> _Activity_
Would you restate the data exactly as given?

> _Material provided_
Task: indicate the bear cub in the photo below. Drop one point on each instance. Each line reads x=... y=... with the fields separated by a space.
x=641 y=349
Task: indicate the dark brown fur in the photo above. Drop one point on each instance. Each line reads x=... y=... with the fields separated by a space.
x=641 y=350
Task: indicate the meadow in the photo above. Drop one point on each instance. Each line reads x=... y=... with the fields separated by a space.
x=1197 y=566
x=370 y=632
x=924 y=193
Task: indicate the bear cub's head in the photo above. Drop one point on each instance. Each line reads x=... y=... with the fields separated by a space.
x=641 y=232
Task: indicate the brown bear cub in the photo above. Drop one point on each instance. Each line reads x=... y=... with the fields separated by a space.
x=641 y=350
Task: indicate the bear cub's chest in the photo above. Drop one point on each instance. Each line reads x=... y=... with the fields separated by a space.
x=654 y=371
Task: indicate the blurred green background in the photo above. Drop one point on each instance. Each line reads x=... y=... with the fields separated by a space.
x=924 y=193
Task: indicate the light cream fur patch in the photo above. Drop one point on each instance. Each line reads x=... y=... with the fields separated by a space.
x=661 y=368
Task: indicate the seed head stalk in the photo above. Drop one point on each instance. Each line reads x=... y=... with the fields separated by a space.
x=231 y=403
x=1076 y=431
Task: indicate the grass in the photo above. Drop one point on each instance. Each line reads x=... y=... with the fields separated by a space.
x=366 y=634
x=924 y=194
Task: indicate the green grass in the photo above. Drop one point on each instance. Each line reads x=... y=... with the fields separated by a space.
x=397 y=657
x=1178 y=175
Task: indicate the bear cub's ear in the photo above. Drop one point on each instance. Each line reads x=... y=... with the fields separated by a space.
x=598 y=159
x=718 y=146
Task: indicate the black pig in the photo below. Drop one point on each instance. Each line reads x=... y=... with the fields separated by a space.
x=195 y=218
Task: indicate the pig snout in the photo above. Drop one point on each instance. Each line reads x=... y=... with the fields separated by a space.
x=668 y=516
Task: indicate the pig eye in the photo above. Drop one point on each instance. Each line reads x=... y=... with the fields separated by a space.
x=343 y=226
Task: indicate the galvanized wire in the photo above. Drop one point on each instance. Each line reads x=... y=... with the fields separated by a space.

> _Expected answer_
Task: indicate the bear cub in the photo below. Drop one point on each instance. Each line reads x=... y=... with the fields separated by a space.
x=641 y=349
Task: indicate the dark brown fur in the photo above. Drop one point on each instance. Each line reads x=... y=... with the fields separated by a space.
x=641 y=350
Task: indicate the meadow in the photo above. Drop one point on each instance. Each line reads x=... y=... with the fields separated by a space.
x=1197 y=566
x=370 y=632
x=924 y=193
Task: indicate the bear cub's head in the photo above. Drop one point on each instance. Each line reads x=... y=... with the fields separated by a space.
x=641 y=232
Task: indicate the brown bear cub in the photo above. Drop one point on each instance. Each line reads x=... y=... with the fields separated by a space.
x=641 y=350
Task: indicate the bear cub's chest in the photo above. Drop one point on each instance. Each line reads x=... y=... with the fields separated by a space.
x=654 y=371
Task: indicate the blurred green background in the photo above. Drop one point on each instance. Each line reads x=... y=... with the fields separated by a space.
x=924 y=193
Task: indicate the light cream fur patch in the photo above. Drop one point on each instance. Each line reads x=... y=... with the fields separated by a space.
x=661 y=368
Task: indicate the seed head stalk in the photo above. Drop one point on each instance. Each line reads x=... y=... with the fields separated by a space.
x=231 y=403
x=1076 y=431
Task: indicate the grass in the photo above. Drop one point on each instance. Each line reads x=... y=... with the fields separated by a space.
x=366 y=634
x=924 y=194
Task: indicate the green grass in the photo above. Drop one point on each instance. Each line reads x=... y=... with the fields separated by a space.
x=397 y=657
x=1178 y=175
Task: indicate the bear cub's ear in the photo above. Drop one point on each instance. Each line reads x=... y=... with the fields separated by a space.
x=598 y=159
x=718 y=146
Task: indicate the black pig in the photo below. Drop one point on each instance. Each line reads x=... y=... with the fields separated by a space.
x=195 y=218
Task: indicate the pig snout in the photo above. Drop one point on each instance. Each line reads x=... y=... with the fields separated by a space.
x=668 y=516
Task: indicate the pig eye in the photo above. Drop one point on each instance. Each line reads x=... y=... with the fields separated by a space.
x=343 y=226
Task: indicate the galvanized wire in the photo above. Drop one point on each instance. Each line reads x=... y=... with the fields separated by a space.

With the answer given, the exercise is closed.